▶ Dataset entries:
......

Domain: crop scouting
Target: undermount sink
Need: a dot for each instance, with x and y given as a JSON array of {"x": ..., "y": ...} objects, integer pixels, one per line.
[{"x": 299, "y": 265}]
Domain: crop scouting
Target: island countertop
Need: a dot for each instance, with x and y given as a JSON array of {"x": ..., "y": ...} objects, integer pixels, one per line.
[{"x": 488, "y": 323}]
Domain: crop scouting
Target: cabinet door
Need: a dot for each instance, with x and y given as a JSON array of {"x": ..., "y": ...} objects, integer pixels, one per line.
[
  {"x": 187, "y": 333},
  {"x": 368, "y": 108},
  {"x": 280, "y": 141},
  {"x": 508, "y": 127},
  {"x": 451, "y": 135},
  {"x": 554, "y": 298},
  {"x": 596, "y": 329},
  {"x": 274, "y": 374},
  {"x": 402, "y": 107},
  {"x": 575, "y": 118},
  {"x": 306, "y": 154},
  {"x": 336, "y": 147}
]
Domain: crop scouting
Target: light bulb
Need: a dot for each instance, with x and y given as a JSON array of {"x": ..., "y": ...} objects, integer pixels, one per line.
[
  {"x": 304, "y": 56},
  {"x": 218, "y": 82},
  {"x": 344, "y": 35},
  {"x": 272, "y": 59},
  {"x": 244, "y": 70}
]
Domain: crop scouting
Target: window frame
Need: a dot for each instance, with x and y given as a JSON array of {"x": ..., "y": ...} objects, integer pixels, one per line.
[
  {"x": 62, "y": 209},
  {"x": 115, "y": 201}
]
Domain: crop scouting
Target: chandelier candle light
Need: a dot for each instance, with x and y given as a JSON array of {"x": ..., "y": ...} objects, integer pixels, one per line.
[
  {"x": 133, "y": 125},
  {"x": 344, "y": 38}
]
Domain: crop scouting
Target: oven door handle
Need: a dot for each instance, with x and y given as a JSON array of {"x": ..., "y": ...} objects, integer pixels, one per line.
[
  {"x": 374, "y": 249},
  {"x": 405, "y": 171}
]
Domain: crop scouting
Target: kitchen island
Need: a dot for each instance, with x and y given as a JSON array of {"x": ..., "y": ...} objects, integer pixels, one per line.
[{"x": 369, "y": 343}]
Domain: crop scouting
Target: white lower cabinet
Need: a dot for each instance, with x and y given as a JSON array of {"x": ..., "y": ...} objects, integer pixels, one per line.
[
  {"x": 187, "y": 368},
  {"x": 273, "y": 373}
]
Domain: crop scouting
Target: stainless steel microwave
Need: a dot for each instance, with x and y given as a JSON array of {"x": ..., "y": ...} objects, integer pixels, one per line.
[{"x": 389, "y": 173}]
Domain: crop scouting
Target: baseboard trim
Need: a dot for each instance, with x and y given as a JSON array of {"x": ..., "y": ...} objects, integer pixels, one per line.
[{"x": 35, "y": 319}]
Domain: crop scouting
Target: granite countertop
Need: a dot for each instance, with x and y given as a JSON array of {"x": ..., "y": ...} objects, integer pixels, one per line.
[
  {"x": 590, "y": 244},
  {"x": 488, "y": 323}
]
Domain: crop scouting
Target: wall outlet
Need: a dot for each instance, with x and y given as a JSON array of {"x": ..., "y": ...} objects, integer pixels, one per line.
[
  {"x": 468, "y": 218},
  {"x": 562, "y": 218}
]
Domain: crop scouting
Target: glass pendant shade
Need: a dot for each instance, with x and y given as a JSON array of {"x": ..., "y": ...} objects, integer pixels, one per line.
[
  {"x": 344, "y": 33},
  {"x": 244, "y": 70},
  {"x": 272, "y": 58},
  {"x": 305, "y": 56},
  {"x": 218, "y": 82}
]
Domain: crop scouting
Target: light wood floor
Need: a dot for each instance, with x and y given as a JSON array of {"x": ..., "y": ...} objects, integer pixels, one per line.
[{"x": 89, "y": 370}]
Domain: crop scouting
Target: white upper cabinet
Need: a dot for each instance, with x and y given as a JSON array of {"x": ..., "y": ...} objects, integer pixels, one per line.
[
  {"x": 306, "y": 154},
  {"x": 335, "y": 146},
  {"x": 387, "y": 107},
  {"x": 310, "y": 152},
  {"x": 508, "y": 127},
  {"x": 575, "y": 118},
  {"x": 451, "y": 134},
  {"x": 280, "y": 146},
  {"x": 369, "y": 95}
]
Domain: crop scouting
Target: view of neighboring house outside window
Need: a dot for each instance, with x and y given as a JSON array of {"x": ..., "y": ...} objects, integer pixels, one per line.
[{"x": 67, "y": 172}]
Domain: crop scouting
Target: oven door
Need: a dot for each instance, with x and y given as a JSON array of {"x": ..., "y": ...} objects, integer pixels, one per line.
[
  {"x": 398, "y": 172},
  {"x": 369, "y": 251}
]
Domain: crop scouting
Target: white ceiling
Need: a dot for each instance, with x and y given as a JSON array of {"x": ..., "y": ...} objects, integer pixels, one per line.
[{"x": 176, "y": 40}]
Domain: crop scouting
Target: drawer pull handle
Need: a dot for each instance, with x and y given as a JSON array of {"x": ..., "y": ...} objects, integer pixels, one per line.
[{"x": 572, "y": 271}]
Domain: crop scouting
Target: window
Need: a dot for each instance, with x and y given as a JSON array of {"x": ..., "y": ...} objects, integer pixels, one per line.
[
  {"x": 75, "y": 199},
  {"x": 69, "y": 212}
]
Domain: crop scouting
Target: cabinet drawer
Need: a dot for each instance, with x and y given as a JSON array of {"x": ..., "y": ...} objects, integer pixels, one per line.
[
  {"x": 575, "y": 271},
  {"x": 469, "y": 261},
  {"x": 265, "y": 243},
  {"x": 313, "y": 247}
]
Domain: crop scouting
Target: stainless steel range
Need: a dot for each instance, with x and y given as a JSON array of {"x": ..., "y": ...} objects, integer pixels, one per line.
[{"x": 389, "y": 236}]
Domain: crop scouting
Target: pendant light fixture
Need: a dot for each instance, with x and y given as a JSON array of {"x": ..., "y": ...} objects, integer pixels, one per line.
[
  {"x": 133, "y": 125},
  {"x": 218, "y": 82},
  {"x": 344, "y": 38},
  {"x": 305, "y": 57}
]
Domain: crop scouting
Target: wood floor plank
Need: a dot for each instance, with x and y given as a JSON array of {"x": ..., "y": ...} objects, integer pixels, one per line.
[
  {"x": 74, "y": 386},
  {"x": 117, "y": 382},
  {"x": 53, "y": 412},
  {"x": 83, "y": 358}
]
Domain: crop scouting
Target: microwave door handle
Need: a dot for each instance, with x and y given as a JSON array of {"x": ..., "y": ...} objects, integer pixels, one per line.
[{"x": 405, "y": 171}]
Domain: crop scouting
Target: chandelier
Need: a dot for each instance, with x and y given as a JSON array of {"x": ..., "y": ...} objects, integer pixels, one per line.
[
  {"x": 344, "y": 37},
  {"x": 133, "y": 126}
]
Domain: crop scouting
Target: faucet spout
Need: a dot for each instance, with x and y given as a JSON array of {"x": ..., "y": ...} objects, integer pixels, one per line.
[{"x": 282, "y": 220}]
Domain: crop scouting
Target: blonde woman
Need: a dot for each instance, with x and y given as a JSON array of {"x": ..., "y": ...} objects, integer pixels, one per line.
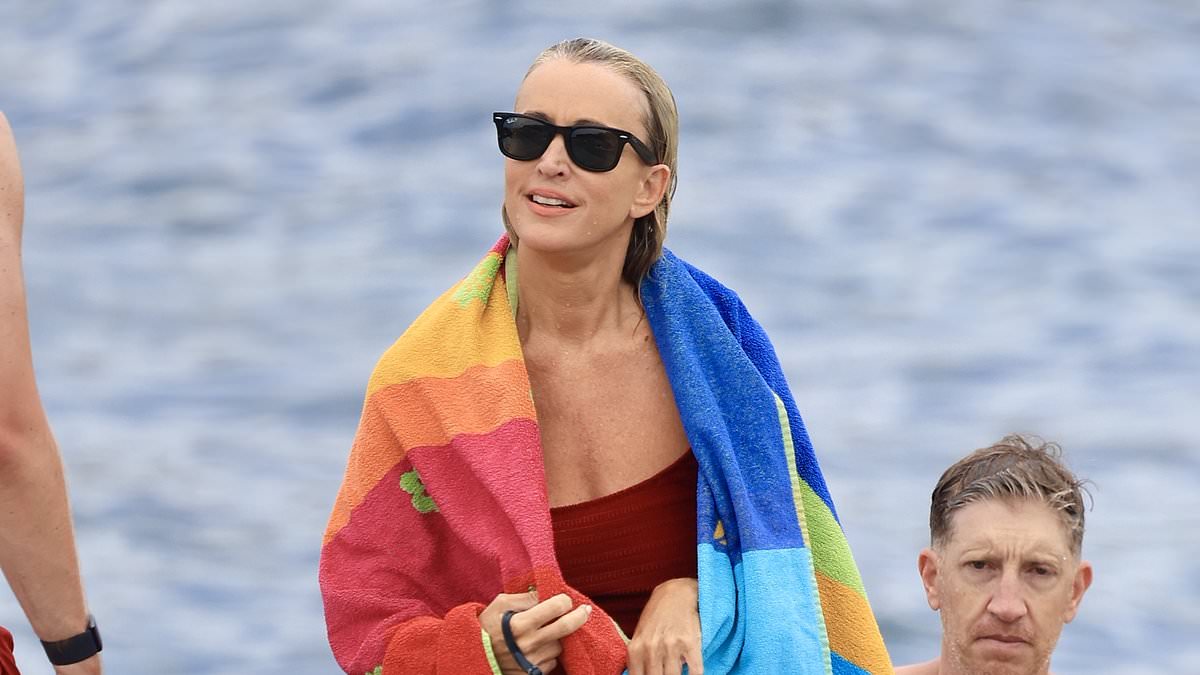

......

Answer with a single number: how many lines in the data above have the string "microwave" in them?

▶ THE COMPLETED TASK:
2